Take the entries below and print, exactly, the stretch from the line containing "Target: narrowboat" through the line containing "Put a marker on every instance of the cable", both included.

*** Opening of The input ***

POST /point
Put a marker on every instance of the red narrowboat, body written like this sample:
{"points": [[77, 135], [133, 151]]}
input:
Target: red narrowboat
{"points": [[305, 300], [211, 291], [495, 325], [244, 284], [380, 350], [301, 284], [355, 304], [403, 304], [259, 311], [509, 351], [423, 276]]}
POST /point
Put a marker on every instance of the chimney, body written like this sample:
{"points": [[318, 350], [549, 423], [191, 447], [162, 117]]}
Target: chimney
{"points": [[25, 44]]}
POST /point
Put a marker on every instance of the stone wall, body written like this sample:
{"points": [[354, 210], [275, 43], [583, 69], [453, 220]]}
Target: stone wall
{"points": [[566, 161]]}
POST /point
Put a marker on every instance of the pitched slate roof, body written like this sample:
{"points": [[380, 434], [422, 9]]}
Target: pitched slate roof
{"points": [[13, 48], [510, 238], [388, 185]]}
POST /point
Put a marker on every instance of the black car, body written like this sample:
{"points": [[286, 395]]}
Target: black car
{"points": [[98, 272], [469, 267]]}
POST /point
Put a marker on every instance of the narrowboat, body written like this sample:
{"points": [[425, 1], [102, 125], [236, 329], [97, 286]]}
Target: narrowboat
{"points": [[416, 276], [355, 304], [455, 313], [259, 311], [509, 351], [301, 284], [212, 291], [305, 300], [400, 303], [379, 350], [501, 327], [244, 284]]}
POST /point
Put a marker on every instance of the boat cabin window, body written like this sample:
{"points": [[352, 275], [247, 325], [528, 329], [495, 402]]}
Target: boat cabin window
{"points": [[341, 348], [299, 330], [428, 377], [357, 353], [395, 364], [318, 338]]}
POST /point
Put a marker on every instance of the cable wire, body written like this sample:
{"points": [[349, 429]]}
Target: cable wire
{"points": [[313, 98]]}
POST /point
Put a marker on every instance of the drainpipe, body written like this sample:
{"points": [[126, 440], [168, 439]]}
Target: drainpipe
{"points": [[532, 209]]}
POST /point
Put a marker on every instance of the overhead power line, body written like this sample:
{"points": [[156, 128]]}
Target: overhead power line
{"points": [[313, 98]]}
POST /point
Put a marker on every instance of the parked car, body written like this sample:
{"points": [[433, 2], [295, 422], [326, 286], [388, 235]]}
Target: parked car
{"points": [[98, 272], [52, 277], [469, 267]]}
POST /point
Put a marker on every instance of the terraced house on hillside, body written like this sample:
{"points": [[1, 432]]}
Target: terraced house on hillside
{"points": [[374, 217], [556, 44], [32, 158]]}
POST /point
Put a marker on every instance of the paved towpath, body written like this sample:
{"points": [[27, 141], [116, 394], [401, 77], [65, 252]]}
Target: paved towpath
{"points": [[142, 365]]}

*** Close of The input ***
*** Opening of The input ***

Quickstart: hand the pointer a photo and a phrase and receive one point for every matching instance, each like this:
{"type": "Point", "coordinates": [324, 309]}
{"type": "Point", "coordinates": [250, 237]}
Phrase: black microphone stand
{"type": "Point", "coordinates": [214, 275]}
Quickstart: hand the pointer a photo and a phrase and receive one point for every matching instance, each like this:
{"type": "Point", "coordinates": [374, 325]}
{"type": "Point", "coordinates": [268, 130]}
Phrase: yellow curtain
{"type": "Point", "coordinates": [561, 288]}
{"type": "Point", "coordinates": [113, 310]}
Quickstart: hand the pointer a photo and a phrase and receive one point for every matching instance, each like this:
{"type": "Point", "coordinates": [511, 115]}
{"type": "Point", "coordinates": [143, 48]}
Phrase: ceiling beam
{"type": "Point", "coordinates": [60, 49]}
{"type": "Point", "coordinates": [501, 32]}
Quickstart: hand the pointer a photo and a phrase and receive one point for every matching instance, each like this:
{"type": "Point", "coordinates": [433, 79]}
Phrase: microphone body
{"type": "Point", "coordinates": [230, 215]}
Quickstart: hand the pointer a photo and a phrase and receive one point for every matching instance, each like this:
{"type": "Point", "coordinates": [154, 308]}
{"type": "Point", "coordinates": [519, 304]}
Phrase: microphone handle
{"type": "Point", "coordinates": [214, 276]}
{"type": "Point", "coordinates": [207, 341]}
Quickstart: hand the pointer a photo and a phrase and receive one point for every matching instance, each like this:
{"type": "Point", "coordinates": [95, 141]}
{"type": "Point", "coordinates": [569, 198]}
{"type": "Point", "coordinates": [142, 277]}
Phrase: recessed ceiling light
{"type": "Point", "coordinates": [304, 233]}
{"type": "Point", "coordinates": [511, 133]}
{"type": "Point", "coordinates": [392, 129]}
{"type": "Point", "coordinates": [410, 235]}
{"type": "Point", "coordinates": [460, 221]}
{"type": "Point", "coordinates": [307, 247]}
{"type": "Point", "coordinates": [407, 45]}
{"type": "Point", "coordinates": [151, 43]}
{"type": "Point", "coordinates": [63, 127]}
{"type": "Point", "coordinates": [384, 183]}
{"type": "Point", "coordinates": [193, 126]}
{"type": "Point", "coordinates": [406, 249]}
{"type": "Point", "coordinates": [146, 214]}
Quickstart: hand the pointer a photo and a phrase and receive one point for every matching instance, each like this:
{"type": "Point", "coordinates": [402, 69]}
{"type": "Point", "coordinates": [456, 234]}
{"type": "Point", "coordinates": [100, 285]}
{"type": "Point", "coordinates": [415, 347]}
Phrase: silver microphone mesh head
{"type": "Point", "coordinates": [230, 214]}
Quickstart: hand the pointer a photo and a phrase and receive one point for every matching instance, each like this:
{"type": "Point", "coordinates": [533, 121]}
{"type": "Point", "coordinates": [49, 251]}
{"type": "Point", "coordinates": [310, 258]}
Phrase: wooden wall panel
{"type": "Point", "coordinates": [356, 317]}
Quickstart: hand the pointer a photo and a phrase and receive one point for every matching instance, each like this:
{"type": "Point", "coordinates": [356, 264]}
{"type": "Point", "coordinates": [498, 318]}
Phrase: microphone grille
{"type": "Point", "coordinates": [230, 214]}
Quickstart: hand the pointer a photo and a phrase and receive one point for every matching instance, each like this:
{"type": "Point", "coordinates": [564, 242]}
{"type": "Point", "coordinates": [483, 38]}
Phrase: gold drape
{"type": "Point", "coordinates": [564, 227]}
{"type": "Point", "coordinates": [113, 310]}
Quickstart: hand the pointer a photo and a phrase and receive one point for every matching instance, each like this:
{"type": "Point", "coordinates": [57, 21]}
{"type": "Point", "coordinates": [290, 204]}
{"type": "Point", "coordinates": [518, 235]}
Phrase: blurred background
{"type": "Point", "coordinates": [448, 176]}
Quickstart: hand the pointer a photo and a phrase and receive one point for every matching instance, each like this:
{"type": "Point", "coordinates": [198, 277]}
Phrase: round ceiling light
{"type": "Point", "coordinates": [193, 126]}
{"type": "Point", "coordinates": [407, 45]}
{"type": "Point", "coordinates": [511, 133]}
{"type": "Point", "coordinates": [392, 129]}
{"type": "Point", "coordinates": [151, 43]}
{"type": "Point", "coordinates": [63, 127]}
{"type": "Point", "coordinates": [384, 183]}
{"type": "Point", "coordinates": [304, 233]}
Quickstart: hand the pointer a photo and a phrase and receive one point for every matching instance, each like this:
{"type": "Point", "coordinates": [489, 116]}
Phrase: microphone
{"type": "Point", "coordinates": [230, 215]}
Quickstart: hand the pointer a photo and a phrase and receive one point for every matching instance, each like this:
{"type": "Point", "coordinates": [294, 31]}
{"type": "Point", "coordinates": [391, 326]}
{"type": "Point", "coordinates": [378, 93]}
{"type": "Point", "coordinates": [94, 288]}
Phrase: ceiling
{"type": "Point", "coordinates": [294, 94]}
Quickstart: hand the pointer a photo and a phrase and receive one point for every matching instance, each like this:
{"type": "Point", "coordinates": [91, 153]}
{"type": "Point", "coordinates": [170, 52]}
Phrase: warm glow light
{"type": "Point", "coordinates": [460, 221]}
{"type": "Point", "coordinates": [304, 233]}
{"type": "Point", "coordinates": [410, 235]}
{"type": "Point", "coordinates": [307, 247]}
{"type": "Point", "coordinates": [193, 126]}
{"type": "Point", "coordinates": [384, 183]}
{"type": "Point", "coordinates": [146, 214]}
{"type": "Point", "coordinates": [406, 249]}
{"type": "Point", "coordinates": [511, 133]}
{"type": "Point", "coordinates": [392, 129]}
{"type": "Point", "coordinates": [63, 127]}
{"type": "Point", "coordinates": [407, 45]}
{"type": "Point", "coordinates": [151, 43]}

*** Close of The input ***

_Answer box_.
Target: narrowboat
{"points": [[416, 276], [355, 304], [455, 313], [259, 311], [509, 351], [301, 284], [212, 291], [305, 300], [400, 303], [379, 350], [501, 327], [244, 284]]}
POST /point
Put a marker on every instance of the boat cabin window, body written like this sample:
{"points": [[352, 275], [247, 325], [528, 329], [495, 402]]}
Target: boat cabin window
{"points": [[341, 348], [299, 330], [428, 377], [357, 353], [395, 364], [318, 338]]}
POST /point
Put a marker on every instance of the cable wire, body written like this sample:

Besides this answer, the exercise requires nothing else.